— Start Provided records —

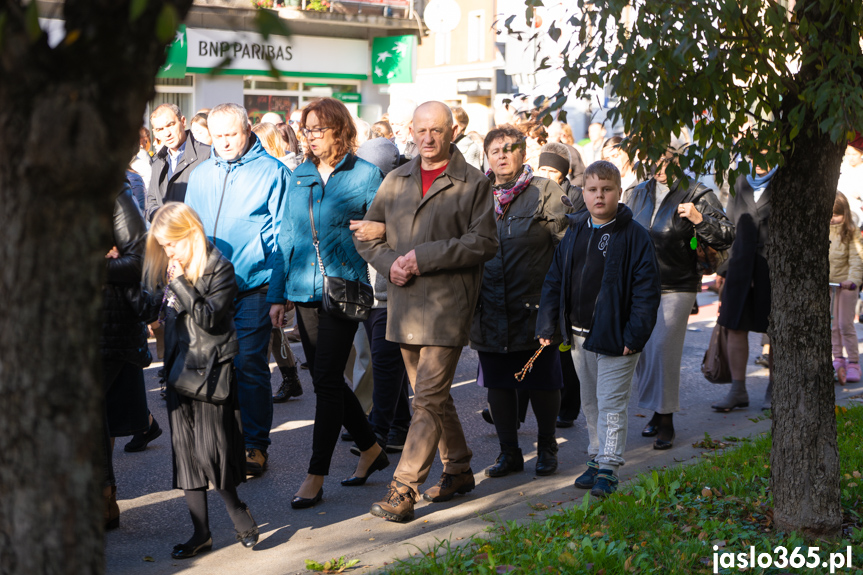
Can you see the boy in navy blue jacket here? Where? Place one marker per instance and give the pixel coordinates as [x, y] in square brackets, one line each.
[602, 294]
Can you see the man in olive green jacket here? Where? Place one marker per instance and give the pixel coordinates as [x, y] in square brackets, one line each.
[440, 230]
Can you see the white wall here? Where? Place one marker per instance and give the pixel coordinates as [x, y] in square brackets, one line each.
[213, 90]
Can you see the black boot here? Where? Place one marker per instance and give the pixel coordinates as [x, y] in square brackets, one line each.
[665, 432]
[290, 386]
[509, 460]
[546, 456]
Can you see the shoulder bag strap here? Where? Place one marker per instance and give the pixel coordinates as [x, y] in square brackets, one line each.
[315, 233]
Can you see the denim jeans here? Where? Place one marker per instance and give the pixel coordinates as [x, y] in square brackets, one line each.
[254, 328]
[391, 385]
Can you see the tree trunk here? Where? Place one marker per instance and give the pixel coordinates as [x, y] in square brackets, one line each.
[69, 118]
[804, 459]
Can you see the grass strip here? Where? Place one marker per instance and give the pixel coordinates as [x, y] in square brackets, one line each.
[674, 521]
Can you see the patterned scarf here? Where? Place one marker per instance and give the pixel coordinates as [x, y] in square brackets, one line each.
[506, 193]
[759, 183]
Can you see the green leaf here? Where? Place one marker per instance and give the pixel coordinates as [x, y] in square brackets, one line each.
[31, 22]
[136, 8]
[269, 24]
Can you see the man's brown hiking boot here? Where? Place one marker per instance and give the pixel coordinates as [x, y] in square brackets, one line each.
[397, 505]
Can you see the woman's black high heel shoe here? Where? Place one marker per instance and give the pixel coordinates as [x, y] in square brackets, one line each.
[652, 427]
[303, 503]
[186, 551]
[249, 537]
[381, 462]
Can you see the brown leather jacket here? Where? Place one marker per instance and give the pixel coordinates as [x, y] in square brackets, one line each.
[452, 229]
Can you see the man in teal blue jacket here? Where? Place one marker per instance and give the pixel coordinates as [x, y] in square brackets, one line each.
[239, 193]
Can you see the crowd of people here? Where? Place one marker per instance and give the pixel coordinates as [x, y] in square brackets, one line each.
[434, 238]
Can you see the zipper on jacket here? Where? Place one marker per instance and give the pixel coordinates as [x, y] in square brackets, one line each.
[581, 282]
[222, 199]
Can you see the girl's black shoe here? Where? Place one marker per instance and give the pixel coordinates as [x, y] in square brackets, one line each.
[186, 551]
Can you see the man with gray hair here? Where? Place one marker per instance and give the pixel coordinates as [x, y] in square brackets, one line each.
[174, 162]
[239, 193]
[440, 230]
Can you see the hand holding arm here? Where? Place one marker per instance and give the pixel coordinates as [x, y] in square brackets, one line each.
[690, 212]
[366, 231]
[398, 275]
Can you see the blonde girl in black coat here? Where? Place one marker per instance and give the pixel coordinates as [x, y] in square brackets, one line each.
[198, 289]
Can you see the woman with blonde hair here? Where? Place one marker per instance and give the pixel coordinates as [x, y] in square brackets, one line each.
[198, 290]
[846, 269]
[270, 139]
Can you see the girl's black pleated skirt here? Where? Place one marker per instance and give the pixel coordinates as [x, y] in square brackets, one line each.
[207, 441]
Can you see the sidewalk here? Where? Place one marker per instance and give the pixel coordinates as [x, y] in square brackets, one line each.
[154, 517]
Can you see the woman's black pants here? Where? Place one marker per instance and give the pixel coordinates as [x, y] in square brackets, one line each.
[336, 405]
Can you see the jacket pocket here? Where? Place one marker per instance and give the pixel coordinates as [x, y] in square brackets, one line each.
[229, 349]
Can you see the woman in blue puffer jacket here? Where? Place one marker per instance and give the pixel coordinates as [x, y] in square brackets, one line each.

— End Provided records —

Aim – Format all of the rows above as a JSON list of strings, with one string per line and no blank lines. Leave the pictures out of the list.

Problem solution –
[
  "Can you see the boy in navy blue jacket here? Where? Place one marker per instance and give the pixel coordinates as [x, y] in square brackets, one line each.",
  "[602, 294]",
  "Can you see the man in olive green jacket here? Where? Place one marker per instance and give the pixel coordinates as [x, y] in square brackets, one line each.",
  "[440, 230]",
  "Can you see the white wall here? Where? Place one marker per instance and give the pixel coordinates as [x, y] in square brackets, one line each.",
  "[213, 90]",
  "Can you see the black boot here? Where? Place one marker per instance and give the pixel coordinates as [x, y] in square brackets, one line each.",
  "[665, 432]",
  "[290, 386]",
  "[509, 460]",
  "[546, 456]",
  "Can you see the shoulder bag strap here? Where? Place one marker per instance and give the pixel coordinates as [x, y] in square brackets, one line each.",
  "[315, 233]",
  "Can you see the denim jeans here? Where? Place one marker per instance and give the pixel coordinates as [x, y] in square brackets, one line each.",
  "[254, 328]",
  "[391, 385]",
  "Can you see the tree trunk here? Where? Place one marker per instance and give the pixel coordinates as [x, y] in square brackets, one line each.",
  "[69, 118]",
  "[804, 459]",
  "Can you see the grass strip here? Where? Place one marker per instance and give the pixel coordinates as [x, y] in square brackets, one line each.",
  "[674, 521]",
  "Can you see the patterned scarf here? Where? Place one marker per instance and give the pixel coordinates as [x, y] in square brackets, one line each.",
  "[506, 193]",
  "[759, 183]",
  "Can you see the green leaf here? Where? Place one marker per instance and give the pixel coordinates as [x, y] in square brackets, one line each.",
  "[31, 22]",
  "[136, 8]",
  "[269, 24]",
  "Can you see the man's brown hiking boot here? Where? Place one marker per instance and give the pixel coordinates as [x, y] in square brackets, one line each.",
  "[397, 505]",
  "Can you see the woman's black high heel shoe here? Where? Place one marker per instance and give the pixel coordinates as [x, y] in square brackets, one line each.",
  "[652, 427]",
  "[303, 503]",
  "[186, 551]",
  "[249, 537]",
  "[381, 462]",
  "Can you see the brown leather jacket here? Where? Place one marker per instance and give the pixel coordinates as [x, y] in square brackets, one line each.",
  "[452, 229]",
  "Can you see the man in teal blue jacket here? Where? Place one marker per instance and give the pixel coordinates as [x, y] in square brackets, one line each.",
  "[239, 193]",
  "Can you see the crowd of people here? Where? Place one marker per instance and give the pixel coordinates as [x, y] in square brackets, one line each.",
  "[434, 238]",
  "Can you see the zipper on jacket here? Where? Place one marker per instance and give the pixel coordinates as [x, y] in square brackets, one line each.",
  "[581, 282]",
  "[222, 199]",
  "Can you see the girl's black shoe here? Where? Place one marker per instance and give the pixel coordinates as [x, y] in square brackets, one line each.",
  "[186, 551]",
  "Can you see the man with gray hair here? Where? Place one marker per instance and give the pixel coordinates as [x, y] in square brackets, one line each.",
  "[174, 162]",
  "[239, 193]",
  "[440, 230]",
  "Can you see the hand holding arm here? Where? Place one marker per instance and give the pixel coordinates as [x, y] in square brackets, one line each.",
  "[690, 212]",
  "[366, 231]",
  "[398, 275]",
  "Can you see the blonde girl in black coat here? Where? Place one marker per instance and give the pixel coordinates as [x, y] in square brackets, one line each.",
  "[198, 289]",
  "Can you see the woman with blonde hair here? Where? Place one marker per instance and give the pixel coordinates as [x, y] in square brackets, one line each.",
  "[198, 290]",
  "[846, 269]",
  "[270, 139]",
  "Can you see the girl's black pleated skirt here? Where? Place one marker per instance and give the pixel coordinates as [x, y] in square brackets, one line each.",
  "[207, 441]",
  "Can you see the sidewalk here? Where? Place one marker per instance and give the pixel coordinates as [x, y] in square brackets, one line each.",
  "[154, 517]",
  "Can you see the woman's black pants here? Where? Place one marker per instance and give the pixel coordinates as [x, y] in square brackets, one line each.",
  "[336, 405]",
  "Can you see the jacket pocket here? Where? Place one marker per instance and give the pixel coordinates as [x, y] in square brackets, one line each.",
  "[229, 349]",
  "Can you see the woman in blue puffer jacket here? Where? Place one marker per instance and give the pixel coordinates as [x, y] in square brackets, one line each."
]